- _EXCERPTED TEXT_
##############################

Athena: Enhancing Multimodal Reasoning with Data-efficient Process Reward Models

📝 Paper Summary

Multimodal Reasoning Process Reward Models (PRMs) Test-Time Scaling

Athena trains effective Process Reward Models using only ~5,000 samples by filtering automated labels through consistency checks between weak and strong completer models, drastically reducing data requirements.

Core Problem

Training Process Reward Models (PRMs) requires step-level labels that are expensive to annotate manually and noisy or computationally prohibitive to estimate automatically via Monte Carlo sampling.

Why it matters:

High-quality step-level feedback is crucial for complex multi-step reasoning in math and visual tasks, where Outcome Reward Models (ORMs) provide insufficient signal
Existing automated labeling methods (like Math-Shepherd) require hundreds of thousands of samples and massive compute to estimate labels via thousands of rollouts
Noisy labels from automated methods degrade reward model performance, as weak models may fail on correct steps and strong models may recover from incorrect ones

Concrete Example: A weak completer (e.g., 7B model) might fail to solve a problem even starting from a correct intermediate step, falsely labeling that step as 'incorrect'. Conversely, a strong completer (e.g., 72B) might recover from a subtle error in an intermediate step and solve the problem, falsely labeling the error as 'correct'. Standard Monte Carlo methods average these biases, creating noisy training data.

##############################

- _DATA LINES_
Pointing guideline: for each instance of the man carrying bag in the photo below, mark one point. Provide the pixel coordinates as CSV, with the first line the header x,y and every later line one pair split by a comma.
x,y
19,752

##############################

- _THE EXERCISE_
Carry on the summary of the Athena paper on process reward models, picking up right after its concrete example of weak and strong completers.

- _RESULT BELOW_
Key Novelty

Consistency-Filtered Process Labeling

Uses two distinct models for Monte Carlo estimation: a 'weak' completer and a 'strong' completer
Retains only those reasoning steps where both completers agree on the outcome (correct vs. incorrect), filtering out ambiguous or bias-prone labels
Initializes the fine-grained Process Reward Model (PRM) from a coarse-grained Outcome Reward Model (ORM) to leverage large-scale solution-level supervision before fine-tuning on steps

Evaluation Highlights

+10.2 points accuracy improvement on WeMath benchmark using Qwen2.5-VL-7B as the policy model with Athena-PRM verification
Achieves State-of-the-Art on VisualProcessBench with 83.1 F1 score, outperforming the previous best open-source model (VisualPRM-8B) by 3.9 points
Reduces computational costs significantly: requires only 1/45th of the GPU hours for data synthesis and 1/60th for training compared to vanilla Monte Carlo estimation baselines

Breakthrough Assessment

7/10

Significant for its extreme data efficiency (5K vs 300K samples) and practical methodology for training PRMs without human annotation. While the architecture is standard, the data curation strategy addresses a major bottleneck in reasoning research.

⚙️ Technical Details

Problem Definition

Setting: Multimodal reasoning where a solution consists of a sequence of steps a = (a_1, ..., a_K)

Inputs: Multimodal query x (image + text) and a generated reasoning step a_i

Outputs: Scalar reward score representing the probability that step a_i leads to a correct final answer

Pipeline Flow

Policy Model (generates N solutions)
Athena-PRM (scores each step of each solution)
Selection Strategy (selects solution with highest minimum step reward)

System Modules

Policy Model

Generate candidate solutions step-by-step

Model or implementation: Qwen2.5-VL-7B (or similar)

Athena-PRM

Assign a correctness probability to each reasoning step

Model or implementation: Qwen2.5-VL-7B trained as a classifier

Modeling

Base Model: Qwen2.5-VL-7B-Instruct (and other sizes for ablation)

Training Method: Supervised Fine-Tuning (for PRM classification)

Objective Functions:

Purpose: Train the PRM to predict step correctness.

Formally: Cross-entropy loss over binary labels (correct/incorrect) for each step in the reasoning path.

Training Data:

Athena-600K (ORM data): 600K diverse queries from MathVista, GeoQA, GSM8K, etc., with binary outcome labels.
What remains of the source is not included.